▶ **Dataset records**

■ ■ ■ ■

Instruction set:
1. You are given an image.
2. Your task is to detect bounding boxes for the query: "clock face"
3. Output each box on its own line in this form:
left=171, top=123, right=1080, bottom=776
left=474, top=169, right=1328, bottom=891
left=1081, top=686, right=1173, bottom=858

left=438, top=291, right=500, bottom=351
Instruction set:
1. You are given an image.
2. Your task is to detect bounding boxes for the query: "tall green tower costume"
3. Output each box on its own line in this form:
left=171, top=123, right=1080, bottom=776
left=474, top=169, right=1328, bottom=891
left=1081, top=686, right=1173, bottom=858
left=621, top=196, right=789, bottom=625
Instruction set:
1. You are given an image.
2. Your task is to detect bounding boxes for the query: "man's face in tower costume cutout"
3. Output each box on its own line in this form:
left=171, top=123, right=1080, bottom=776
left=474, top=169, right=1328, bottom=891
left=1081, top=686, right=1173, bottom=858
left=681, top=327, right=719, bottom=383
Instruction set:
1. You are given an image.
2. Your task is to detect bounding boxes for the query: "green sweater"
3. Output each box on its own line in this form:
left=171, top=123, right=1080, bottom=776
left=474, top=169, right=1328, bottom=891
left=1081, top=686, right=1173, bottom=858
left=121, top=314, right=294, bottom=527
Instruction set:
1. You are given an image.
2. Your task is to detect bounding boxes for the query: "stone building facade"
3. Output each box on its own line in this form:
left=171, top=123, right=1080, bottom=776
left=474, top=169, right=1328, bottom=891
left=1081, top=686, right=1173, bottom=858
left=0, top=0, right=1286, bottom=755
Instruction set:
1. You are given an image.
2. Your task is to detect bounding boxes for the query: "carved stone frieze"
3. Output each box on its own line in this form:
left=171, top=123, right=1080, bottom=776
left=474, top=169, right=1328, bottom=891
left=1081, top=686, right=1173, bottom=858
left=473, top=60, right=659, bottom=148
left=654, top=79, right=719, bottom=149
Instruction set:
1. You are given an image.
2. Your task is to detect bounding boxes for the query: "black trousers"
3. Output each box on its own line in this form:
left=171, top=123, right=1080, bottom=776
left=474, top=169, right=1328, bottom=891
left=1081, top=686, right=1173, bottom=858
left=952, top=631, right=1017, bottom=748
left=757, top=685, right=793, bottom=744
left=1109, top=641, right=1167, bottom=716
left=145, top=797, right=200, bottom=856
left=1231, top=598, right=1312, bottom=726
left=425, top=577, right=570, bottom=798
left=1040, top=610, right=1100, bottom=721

■ ■ ■ ■

Rewrite the listing above as a two-column CSV with the header input,output. Give one row for each instruction set, with its full text under input and its answer under output, each in a single quoted field with line breaks replaced by spaces.

input,output
"Instruction set: 1. You are given an image. 2. Your task is to detect bounding boxes for the query: ""clock face"" 3. Output each box on its own line in this form: left=171, top=123, right=1080, bottom=776 left=474, top=169, right=1328, bottom=891 left=1081, top=686, right=1173, bottom=858","left=438, top=291, right=500, bottom=351"
"Instruction set: 1. You are given an image. 2. Your task is to detect bounding boxes for the query: ""tall green tower costume"" 3. Output each box on its own line in this form: left=171, top=123, right=1080, bottom=776 left=474, top=169, right=1328, bottom=891 left=1081, top=686, right=1173, bottom=858","left=621, top=196, right=789, bottom=625"
"Instruction set: 1. You are given an image. 2. Your task is to detect bounding boxes for the query: ""man's face in tower costume cutout"" 3. Output each box on its own line in this form: left=171, top=123, right=1080, bottom=776 left=474, top=169, right=1328, bottom=891 left=1081, top=686, right=1173, bottom=858","left=681, top=327, right=719, bottom=383"
"Instruction set: 1. You are given an image. 2. Your task is to detect bounding boxes for the query: ""green sweater"" 3. Output each box on its own line in this form: left=171, top=123, right=1080, bottom=776 left=474, top=169, right=1328, bottom=891 left=1081, top=686, right=1173, bottom=858","left=121, top=314, right=294, bottom=527"
"Instruction set: 1. You are given an image. 2. Your task is to detect bounding boxes for the query: ""stone building facade"" 3. Output each box on its own line in this form: left=171, top=123, right=1080, bottom=776 left=474, top=169, right=1328, bottom=891 left=1081, top=686, right=1173, bottom=858","left=0, top=0, right=1286, bottom=755"
"Instruction set: 1. You are given an image. 2. Your task is to detect bounding boxes for the query: ""carved stone frieze"" 3. Output each box on its own line in this form: left=171, top=123, right=1080, bottom=776 left=474, top=169, right=1328, bottom=891 left=1081, top=686, right=1173, bottom=858","left=473, top=60, right=659, bottom=148 left=654, top=79, right=719, bottom=149"
"Instruction set: 1. You are given an image. 2. Your task is to detect bounding boxes for the query: ""black trousers"" 3. Output each box on its own line in this form: left=171, top=123, right=1080, bottom=776 left=474, top=169, right=1328, bottom=891 left=1081, top=686, right=1173, bottom=858","left=952, top=631, right=1017, bottom=748 left=757, top=685, right=793, bottom=744 left=1109, top=641, right=1167, bottom=716 left=145, top=797, right=200, bottom=856 left=1231, top=598, right=1312, bottom=726 left=425, top=577, right=570, bottom=798 left=1040, top=610, right=1100, bottom=721"